## Problem
Count the lines in the listing below that contain the string "denim", and give only that number.

##### Listed entries

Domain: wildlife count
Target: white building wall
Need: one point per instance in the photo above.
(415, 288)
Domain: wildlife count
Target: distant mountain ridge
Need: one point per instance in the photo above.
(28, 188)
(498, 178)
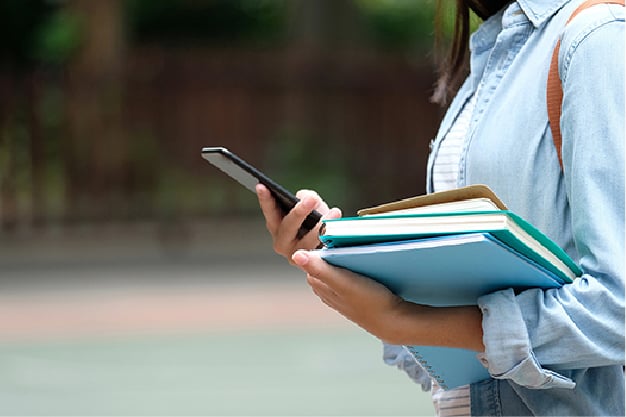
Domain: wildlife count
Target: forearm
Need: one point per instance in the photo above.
(459, 327)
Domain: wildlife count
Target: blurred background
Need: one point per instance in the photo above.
(136, 279)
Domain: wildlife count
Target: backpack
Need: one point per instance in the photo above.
(554, 90)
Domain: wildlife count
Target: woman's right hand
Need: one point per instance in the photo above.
(284, 228)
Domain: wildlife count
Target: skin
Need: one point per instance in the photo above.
(358, 298)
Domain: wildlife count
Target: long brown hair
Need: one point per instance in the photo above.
(452, 66)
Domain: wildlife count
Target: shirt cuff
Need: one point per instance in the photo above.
(508, 353)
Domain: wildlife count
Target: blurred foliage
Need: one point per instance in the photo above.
(59, 36)
(399, 24)
(19, 30)
(206, 21)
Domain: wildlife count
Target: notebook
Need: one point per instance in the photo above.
(482, 264)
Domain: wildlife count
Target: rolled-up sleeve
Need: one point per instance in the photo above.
(532, 335)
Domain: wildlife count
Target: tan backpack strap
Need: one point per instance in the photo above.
(554, 91)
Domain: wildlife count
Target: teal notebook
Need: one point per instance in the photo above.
(504, 225)
(445, 271)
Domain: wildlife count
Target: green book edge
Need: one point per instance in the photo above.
(503, 235)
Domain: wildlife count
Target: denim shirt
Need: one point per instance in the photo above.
(558, 351)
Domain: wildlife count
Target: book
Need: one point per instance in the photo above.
(420, 271)
(447, 249)
(502, 224)
(477, 197)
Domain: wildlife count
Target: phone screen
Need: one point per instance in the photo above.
(249, 176)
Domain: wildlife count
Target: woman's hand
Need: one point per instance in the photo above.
(385, 315)
(284, 228)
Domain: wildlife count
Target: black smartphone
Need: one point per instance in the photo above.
(249, 177)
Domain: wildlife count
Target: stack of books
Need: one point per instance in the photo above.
(447, 249)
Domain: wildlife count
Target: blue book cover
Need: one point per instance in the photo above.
(442, 271)
(506, 226)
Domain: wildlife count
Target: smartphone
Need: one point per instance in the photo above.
(249, 177)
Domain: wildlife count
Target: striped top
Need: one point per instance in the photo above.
(454, 402)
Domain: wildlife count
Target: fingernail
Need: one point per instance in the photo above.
(308, 202)
(300, 258)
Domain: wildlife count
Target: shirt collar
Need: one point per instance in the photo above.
(538, 11)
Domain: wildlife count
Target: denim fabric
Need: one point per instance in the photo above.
(551, 352)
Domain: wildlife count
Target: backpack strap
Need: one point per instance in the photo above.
(554, 91)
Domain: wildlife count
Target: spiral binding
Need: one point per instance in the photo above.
(428, 368)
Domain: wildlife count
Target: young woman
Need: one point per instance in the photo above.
(549, 352)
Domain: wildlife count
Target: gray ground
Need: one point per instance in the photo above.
(199, 320)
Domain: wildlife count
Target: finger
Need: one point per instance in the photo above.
(292, 222)
(340, 280)
(272, 213)
(324, 293)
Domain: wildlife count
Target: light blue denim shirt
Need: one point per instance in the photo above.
(561, 351)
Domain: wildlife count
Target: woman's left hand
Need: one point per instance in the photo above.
(360, 299)
(380, 312)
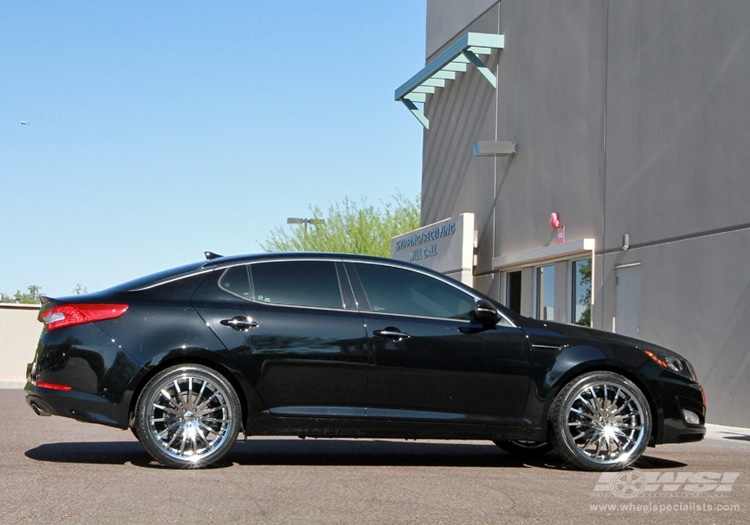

##########

## The answer
3